Work item => Every line below between the line holding "Target: overcast sky" and the line holding "Target: tall dry grass", inclusive, should be repeated exactly, and all other lines omitted.
======== Given records ========
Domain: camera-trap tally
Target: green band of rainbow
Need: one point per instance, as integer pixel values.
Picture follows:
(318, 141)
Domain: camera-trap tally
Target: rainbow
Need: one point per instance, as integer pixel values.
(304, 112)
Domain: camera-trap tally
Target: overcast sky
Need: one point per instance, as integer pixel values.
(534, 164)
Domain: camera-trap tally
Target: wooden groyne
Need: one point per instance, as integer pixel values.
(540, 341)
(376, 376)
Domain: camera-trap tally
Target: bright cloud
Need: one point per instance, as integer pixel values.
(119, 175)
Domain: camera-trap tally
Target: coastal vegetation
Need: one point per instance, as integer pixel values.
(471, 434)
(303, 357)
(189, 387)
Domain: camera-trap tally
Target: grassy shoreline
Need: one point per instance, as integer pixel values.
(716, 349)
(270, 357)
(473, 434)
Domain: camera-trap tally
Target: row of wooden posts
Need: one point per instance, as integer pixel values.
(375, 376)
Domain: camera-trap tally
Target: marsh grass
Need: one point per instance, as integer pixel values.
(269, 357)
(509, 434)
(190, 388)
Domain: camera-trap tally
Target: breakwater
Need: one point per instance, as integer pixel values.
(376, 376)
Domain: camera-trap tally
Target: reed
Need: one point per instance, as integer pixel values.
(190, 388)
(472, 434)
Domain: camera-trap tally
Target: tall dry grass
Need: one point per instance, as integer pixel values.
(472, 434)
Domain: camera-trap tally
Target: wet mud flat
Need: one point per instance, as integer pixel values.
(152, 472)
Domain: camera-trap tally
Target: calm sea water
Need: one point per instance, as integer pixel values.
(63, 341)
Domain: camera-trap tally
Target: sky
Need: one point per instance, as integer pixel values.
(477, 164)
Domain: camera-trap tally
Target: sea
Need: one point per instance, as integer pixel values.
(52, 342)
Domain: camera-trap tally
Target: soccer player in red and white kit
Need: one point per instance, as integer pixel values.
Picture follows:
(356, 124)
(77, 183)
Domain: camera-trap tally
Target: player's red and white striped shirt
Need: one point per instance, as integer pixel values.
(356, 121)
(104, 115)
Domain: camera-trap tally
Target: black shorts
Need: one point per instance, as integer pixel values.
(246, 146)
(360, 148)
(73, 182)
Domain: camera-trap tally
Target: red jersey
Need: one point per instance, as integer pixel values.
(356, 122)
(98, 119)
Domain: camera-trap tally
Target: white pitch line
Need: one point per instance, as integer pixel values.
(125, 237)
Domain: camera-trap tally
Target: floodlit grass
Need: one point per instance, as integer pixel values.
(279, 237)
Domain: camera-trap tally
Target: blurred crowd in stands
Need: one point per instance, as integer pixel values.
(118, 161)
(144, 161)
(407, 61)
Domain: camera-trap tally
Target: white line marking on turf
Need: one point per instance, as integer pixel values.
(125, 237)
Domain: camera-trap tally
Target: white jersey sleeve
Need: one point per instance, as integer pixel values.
========
Result of this task =>
Target: overcast sky
Need: one point per instance, as integer pixel values.
(534, 164)
Domain: camera-trap tally
Target: wooden groyne
Need: one point per instance, as integer pixel values.
(540, 341)
(376, 376)
Domain: camera-trap tally
Target: bright cloud
Need: one point per instance, as integer pixel values.
(119, 175)
Domain: camera-trap tally
Target: coastal vegetation
Need: one point per instance, as integer pixel values.
(471, 434)
(303, 357)
(189, 387)
Domain: camera-trap tally
Target: grassy shoreline
Need: one point per instance, as integer pixel values.
(716, 349)
(270, 357)
(473, 434)
Domain: camera-trap tally
Target: row of wooden posts
Need: one point per instance, as integer pixel values.
(375, 376)
Domain: camera-trap tally
Target: marsh grass
Need: one point per instance, as integer pixel values.
(269, 357)
(509, 434)
(190, 388)
Domain: camera-trap tally
Target: breakwater
Need: one point per instance, as integer pixel values.
(376, 376)
Domain: camera-trap tally
Target: reed
Need: one point per instance, as integer pixel values.
(190, 388)
(472, 434)
Domain: camera-trap tally
Target: tall dry grass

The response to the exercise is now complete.